◆ **SELECTED EXTRACT**:
[Start]

I should like to make a few brief remarks about external factors. No matter how well the three Ministers do in the coming years unless we get the external environment right we will not make progress. It was astonishing that the Governor of the Central Bank said recently that we had the right external currency exchange rate up to a few months ago, when we were struggling desperately. Some of my colleagues have said privately that perhaps the Governor of the Central Bank should be sacked on the spot for that type of judgment. It is shocking that he should have felt in his economic judgment we should have maintained a totally artificial rate which would now put us at £1.10 or £1.15 in terms of sterling and at a decided competitive disadvantage. If there is a Single European currency that is fine but we should not be expected to pay for the unification of Germany or for whatever further developments that occur in Eastern Europe. It is critical that we get the exchange rate right. We need a serious response from the Governor of the Central Bank and not these silly mantras we heard when I became a Member of the House before Christmas.

In regard to the whole area of competition and the Single Market, some of us have serious reservations about the performance of the last two Irish Commissioners, namely, Mr. Sutherland, who has gone on to greater things in GATT, and Mr. MacSharry. Perhaps with the best will in the world Mr. Sutherland pursued a vigorous competition strategy but in our small open economy — a peripheral economy — some of the things he worked for were mostly beneficial to the golden triangle but not to the State on the periphery. I hope the present Commissioner, and any future Commissioners, while they have their duties to Europe, will also look at their homeland and at its particular difficulties. Pressing ahead willy nilly with certain types of deregulation did not serve all the best interests of this country. I fault Mr. Sutherland very seriously in that regard; in relation to GATT, I fault Mr. MacSharry. Both of them did not pursue the real interests of this country at the Commission table. If the external factors are not right whatever we try to achieve in our internal re-organisation will not go far enough.

I was heartened by the Taoiseach's words in Copenhagen on Monday last in relation to the size of the Structural Funds. While this House is meeting this afternoon, the other assembly of which I am proud to be a member — Dublin City Council — is also meeting and is receiving its report on the economy of Dublin. In that other assembly we are very concerned that Dublin, which has lost 16,000 jobs in the past ten years, has the highest unemployment rate in Ireland. It is a region which has been gravely discriminated against. If Dublin is doing badly, Ireland must be doing badly. That judgment could be applied to other contemporary discussions as well.

[End]

◆ **RAW RECORDS**:
[Start]

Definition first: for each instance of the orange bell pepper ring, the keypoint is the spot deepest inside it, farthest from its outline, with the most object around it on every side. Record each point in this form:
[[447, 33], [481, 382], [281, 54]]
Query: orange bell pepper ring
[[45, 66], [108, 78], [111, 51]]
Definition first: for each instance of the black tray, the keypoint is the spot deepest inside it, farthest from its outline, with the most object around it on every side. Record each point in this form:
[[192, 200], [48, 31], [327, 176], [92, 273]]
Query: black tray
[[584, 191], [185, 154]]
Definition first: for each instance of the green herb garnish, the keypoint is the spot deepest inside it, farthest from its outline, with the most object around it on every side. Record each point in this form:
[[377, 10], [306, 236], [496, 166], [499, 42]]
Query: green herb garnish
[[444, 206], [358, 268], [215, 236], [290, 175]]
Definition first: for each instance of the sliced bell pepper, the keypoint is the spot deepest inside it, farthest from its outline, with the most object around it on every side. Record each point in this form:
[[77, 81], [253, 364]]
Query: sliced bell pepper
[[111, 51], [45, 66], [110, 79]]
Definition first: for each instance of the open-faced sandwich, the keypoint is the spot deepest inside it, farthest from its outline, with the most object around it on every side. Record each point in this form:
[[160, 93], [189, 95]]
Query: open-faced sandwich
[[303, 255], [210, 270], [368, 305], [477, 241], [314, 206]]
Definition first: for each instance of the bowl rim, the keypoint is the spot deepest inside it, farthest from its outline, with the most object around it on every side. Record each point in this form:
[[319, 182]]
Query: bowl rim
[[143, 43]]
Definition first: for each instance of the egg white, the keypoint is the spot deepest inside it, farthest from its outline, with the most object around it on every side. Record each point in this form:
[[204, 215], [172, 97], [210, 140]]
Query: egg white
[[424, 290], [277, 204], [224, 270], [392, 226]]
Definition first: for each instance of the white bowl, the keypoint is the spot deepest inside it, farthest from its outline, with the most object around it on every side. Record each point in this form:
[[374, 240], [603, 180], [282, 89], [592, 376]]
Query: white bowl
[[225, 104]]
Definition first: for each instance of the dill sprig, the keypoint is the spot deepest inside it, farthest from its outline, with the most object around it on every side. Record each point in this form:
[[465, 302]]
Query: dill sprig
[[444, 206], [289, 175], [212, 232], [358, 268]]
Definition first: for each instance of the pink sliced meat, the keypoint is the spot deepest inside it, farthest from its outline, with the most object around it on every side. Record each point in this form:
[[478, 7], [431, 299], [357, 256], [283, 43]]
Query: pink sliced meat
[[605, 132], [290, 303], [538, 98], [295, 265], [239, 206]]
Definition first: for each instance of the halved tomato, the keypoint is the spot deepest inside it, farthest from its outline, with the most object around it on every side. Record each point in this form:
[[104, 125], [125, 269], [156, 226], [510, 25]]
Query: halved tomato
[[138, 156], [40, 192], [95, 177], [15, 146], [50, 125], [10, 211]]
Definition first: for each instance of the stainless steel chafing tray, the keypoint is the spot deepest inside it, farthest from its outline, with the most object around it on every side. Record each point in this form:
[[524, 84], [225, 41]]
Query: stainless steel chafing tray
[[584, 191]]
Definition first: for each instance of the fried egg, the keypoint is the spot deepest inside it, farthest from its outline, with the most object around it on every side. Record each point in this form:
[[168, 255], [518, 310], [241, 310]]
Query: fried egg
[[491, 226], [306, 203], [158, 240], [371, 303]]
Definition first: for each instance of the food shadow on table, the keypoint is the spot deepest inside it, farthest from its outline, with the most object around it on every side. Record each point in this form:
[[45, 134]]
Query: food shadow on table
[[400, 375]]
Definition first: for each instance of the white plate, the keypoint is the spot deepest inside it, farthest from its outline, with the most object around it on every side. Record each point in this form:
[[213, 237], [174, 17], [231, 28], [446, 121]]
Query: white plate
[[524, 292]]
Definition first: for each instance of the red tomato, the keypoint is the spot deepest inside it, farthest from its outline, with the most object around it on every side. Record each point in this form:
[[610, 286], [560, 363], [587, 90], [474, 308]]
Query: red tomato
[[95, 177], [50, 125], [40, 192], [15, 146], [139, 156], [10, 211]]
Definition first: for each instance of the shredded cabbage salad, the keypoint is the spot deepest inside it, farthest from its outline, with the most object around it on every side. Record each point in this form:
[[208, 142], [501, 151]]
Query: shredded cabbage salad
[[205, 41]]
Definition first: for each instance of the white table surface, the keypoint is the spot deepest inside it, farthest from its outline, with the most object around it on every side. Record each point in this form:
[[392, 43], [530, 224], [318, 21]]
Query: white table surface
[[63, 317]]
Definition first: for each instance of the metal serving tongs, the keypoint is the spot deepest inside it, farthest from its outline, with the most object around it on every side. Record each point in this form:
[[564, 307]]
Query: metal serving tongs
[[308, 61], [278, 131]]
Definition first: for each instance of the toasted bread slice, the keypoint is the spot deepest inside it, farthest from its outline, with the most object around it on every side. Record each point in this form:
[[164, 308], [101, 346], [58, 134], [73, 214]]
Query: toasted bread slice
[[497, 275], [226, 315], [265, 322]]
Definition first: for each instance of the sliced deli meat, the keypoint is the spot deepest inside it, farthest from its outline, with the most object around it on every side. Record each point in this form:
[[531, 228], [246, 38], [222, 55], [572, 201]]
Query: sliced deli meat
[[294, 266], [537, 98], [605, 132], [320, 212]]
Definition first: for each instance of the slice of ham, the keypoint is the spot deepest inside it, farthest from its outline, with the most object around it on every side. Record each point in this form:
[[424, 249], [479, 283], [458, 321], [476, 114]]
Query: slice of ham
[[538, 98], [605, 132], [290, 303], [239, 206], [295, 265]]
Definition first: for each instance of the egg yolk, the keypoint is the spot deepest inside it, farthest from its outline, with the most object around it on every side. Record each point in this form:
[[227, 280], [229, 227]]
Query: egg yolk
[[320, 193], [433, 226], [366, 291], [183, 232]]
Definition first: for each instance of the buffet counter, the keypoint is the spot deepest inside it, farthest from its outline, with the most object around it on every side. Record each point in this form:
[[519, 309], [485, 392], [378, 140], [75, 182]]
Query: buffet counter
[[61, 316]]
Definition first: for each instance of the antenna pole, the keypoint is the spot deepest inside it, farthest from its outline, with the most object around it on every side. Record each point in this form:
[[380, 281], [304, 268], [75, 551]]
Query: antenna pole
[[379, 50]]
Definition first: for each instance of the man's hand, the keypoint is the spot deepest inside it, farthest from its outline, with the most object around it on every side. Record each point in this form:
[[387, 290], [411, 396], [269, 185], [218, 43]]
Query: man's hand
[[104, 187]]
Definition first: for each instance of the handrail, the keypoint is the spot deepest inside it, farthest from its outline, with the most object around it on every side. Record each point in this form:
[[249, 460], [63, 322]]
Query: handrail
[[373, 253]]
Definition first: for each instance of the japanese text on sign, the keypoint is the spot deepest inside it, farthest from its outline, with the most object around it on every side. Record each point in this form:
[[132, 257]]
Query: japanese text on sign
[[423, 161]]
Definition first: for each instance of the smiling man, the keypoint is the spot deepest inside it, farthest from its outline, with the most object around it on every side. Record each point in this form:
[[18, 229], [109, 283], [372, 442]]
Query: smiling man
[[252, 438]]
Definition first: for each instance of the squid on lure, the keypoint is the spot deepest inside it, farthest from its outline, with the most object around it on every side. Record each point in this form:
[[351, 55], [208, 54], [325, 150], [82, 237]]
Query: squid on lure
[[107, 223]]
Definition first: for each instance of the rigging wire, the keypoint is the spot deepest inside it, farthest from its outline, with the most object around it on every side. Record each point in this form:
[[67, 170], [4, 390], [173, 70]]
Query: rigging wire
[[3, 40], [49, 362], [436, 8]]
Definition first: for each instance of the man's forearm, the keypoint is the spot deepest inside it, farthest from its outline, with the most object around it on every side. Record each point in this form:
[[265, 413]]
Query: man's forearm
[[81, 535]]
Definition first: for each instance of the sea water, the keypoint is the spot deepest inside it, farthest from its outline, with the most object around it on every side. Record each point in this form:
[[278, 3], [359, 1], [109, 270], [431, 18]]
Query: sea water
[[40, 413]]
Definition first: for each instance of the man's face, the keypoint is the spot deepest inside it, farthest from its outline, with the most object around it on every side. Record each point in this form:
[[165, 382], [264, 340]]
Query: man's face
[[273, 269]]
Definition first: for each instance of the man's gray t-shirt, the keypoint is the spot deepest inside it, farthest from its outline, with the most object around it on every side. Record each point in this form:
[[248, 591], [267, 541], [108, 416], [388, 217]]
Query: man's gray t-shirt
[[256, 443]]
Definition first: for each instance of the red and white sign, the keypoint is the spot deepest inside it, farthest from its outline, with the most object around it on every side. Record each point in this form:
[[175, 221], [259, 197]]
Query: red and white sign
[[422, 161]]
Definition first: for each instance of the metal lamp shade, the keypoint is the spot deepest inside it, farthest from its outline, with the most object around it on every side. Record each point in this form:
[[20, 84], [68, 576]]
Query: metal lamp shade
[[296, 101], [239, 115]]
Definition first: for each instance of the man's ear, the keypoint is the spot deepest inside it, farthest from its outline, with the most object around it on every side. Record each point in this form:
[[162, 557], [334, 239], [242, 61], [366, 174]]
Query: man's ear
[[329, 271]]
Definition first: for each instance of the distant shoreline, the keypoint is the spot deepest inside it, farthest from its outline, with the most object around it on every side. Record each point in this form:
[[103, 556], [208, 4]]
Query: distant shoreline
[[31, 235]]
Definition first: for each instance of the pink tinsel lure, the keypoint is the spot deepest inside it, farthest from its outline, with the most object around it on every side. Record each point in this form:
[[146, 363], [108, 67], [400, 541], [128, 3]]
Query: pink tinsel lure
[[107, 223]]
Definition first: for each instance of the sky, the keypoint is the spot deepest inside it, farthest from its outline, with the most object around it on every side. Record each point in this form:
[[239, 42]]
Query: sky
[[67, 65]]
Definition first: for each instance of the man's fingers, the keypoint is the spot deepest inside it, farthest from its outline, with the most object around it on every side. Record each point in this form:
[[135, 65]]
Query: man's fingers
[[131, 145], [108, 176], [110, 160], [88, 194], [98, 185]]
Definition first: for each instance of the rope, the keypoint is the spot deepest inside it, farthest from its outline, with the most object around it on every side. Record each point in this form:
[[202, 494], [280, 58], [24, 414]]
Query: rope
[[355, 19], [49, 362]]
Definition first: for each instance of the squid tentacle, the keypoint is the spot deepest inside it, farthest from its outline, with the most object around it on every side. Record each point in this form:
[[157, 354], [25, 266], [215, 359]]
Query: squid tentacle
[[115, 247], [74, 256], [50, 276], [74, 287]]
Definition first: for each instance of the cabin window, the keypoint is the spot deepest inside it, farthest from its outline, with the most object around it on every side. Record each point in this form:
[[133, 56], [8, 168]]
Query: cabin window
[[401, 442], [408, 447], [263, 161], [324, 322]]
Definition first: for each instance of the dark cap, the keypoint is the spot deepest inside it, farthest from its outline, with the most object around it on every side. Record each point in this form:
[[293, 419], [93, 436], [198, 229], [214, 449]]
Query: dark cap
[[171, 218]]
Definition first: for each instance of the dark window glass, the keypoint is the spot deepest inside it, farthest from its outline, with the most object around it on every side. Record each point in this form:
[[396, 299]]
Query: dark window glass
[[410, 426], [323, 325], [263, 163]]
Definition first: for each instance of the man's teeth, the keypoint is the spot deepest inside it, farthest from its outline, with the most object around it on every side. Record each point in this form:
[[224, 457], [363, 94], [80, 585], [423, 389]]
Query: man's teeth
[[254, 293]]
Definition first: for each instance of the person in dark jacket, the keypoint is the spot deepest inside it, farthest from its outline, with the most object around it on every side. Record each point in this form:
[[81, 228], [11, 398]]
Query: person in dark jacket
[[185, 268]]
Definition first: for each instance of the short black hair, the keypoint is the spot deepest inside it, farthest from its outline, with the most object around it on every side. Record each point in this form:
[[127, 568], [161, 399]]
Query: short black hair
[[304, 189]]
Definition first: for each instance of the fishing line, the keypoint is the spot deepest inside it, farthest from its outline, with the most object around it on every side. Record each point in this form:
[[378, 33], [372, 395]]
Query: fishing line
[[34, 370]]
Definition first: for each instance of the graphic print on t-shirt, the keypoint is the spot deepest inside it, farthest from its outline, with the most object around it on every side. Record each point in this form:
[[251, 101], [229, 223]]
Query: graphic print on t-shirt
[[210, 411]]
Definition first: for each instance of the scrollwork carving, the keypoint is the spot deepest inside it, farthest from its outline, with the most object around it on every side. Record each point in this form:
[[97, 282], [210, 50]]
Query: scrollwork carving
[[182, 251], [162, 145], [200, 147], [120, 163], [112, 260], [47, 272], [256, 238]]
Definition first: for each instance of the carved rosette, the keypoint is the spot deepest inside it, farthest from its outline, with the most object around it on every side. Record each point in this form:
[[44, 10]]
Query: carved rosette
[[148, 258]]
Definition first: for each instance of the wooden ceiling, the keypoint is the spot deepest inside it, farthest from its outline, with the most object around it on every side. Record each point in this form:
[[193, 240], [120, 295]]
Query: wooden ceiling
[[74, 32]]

[End]

◆ **YOUR INSTRUCTIONS**: Pick up the speech above on Ireland's economic outlook and continue it in the same voice, starting right after its last sentence.

◆ **WRITTEN REPLY**:
The programmes being submitted by the four new county councils to Government are of the order of £2.5 billion. Infrastructural development in relation to transport, communications, education and local development is vital for this region. We have huge unemployment blackspots in Dublin. Unfortunately, we do not have the quality of life which many areas of the west, the midlands and other areas experience. We do not have that beautiful scenery, the music, the language——

There is plenty of bog.

(Laoighis-Offaly): And plenty of floods.

We just do not have those things. We live in crowded conglomerations and very often many of us are unemployed. I represent an area in which the mean unemployment rate is about 55 per cent, rising to 90 per cent in some places. This Government will succeed if it tackles the unemployment problem. I realise there are other areas throughout the country which need good regional development. I note the comments made this morning in relation to SFADCo and Údarás na Gaeltachta and I support them, but we must not forget our capital city. That is what my colleagues in Dublin City Council would want. We must have a reinvigoration programme for the capital city during the next couple of years and I am confident the Minister and her colleagues will bring that about.

As somebody who has come up through the local small business employment movement I warmly welcome the creation of the county enterprise boards and the co-ordination at local authority level of a range of community and local initiatives in job creation. During her campaign and since, our President has rightly said that empowering people at local level is the key element of local development. It could be said that if people felt sufficiently empowered there would be no unemployment in any locality. In summation, I welcome the Bill and hope it sets the framework for a vigorous development during the few years which will result, in four years time, in a much lower unemployment rate, because that is what we need.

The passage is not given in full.